PROBLEM SET —
[1] Print the stretch from "But 23 years" through "traits and attitudes." in the passage on the Weekly Standard below, word for word.
[2] In the passage on the Weekly Standard below, condense the paragraph beginning "The first issue of the Weekly Standard" into a shorter version that keeps its main facts.
[3] According to the passage on the Weekly Standard below, who appeared on the cover of the magazine's first issue?

EXCERPT TO READ —
%%
The first issue of the Weekly Standard was published on September 18, 1995. Arriving soon after the so-called Republican Revolution of 1994 — when Republicans gained control of the House and the Senate, getting a majority in the House for the first time since 1952 — the cover featured then-House Speaker Newt Gingrich espousing his goal of putting the Republican Party on “permanent offense” against Democrats.
But 23 years later, the Weekly Standard is no more. It’s a particularly striking moment because it was the rare conservative media outlet that confronted Donald Trump, rejecting some of his worst personality traits and attitudes.
As Charlie Sykes, a Weekly Standard contributor, told me, “We’ve just lost an important, principled, and independent voice, and it will leave a huge void not just on the right, but in our political discourse as a whole. ... It’s hard to overstate the courage it took to stand athwart Trumpism in a reasoned, fact-based, principled way.”
%%
ENTRIES PROVIDED —
%%
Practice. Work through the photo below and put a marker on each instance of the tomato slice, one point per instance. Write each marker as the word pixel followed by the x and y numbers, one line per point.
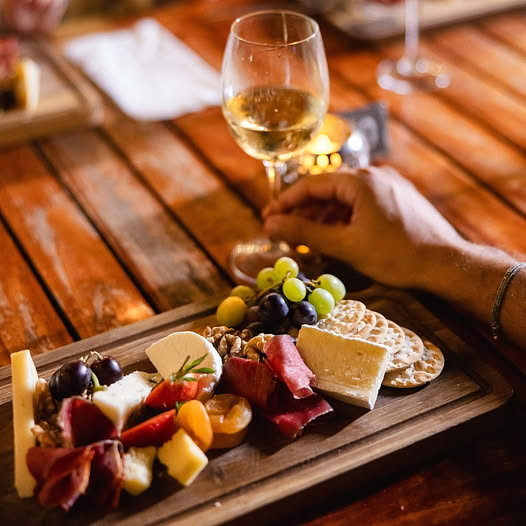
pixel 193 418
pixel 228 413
%%
%%
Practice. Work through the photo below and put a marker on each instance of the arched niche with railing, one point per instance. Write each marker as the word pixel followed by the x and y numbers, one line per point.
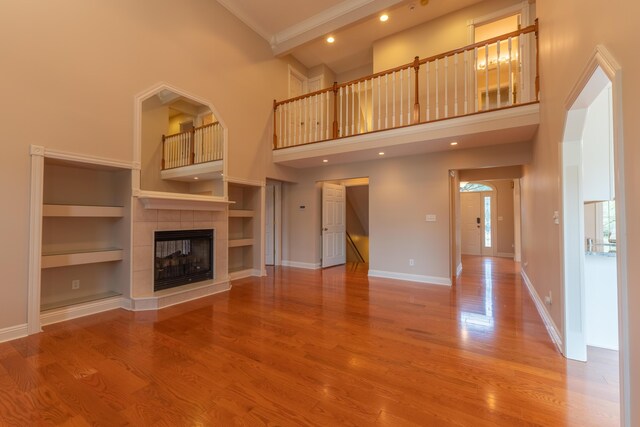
%%
EXPECTED RESULTS —
[1]
But 23 years later, the Weekly Standard is no more. It’s a particularly striking moment because it was the rare conservative media outlet that confronted Donald Trump, rejecting some of his worst personality traits and attitudes.

[2] The Weekly Standard's first issue came out on September 18, 1995, soon after the 1994 Republican Revolution, when Republicans took both the House and the Senate and won their first House majority since 1952. Its cover showed then-House Speaker Newt Gingrich espousing his goal of putting the Republican Party on "permanent offense" against Democrats.

[3] Then-House Speaker Newt Gingrich appeared on the cover.